## Source passage

FDA approves first gene therapies to treat patients with sickle cell disease

Dec. 11, 2023
The FDA granted approval of Casgevy to Vertex Pharmaceuticals Inc. and approval of Lyfgenia to Bluebird Bio Inc.

The U.S. Food and Drug Administration approved two milestone treatments, Casgevy and Lyfgenia, representing the first cell-based gene therapies for the treatment of sickle cell disease (SCD) in patients 12 years and older.

Casgevy, a cell-based gene therapy, is approved for the treatment of sickle cell disease in patients 12 years of age and older with recurrent vaso-occlusive crises. Casgevy is of the first FDA-approved therapies utilizing CRISPR/Cas9, a type of genome editing technology. Patients’ hematopoietic (blood) stem cells are modified by genome editing using CRISPR/Cas9 technology. 

CRISPR/Cas9 can be directed to cut DNA in targeted areas, enabling the ability to accurately edit (remove, add, or replace) DNA where it was cut. The modified blood stem cells are transplanted back into the patient where they engraft (attach and multiply) within the bone marrow and increase the production of fetal hemoglobin (HbF), a type of hemoglobin that facilitates oxygen delivery. In patients with sickle cell disease, increased levels of HbF prevent the sickling of red blood cells.

Lyfgenia is a cell-based gene therapy. Lyfgenia uses a lentiviral vector (gene delivery vehicle) for genetic modification and is approved for the treatment of patients 12 years of age and older with sickle cell disease and a history of vaso-occlusive events. With Lyfgenia, the patient’s blood stem cells are genetically modified to produce HbAT87Q, a gene-therapy derived hemoglobin that functions similarly to hemoglobin A, which is the normal adult hemoglobin produced in persons not affected by sickle cell disease. Red blood cells containing HbAT87Q have a lower risk of sickling and occluding blood flow. These modified stem cells are then delivered to the patient.

## Raw data
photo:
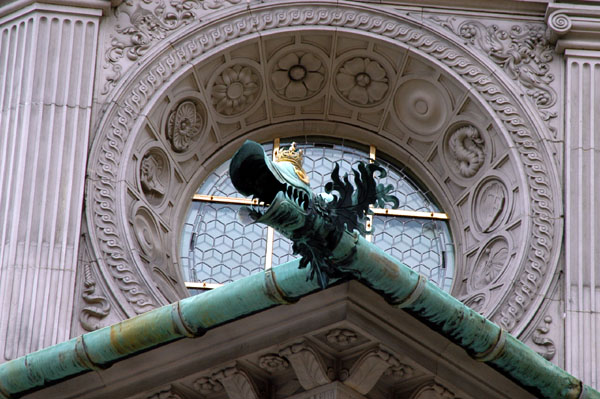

## What you need to do
In the passage about the sickle cell gene therapies, what does Lyfgenia use for genetic modification? The data comes from a different source than the text.

## Reply
A lentiviral vector, which serves as a gene delivery vehicle.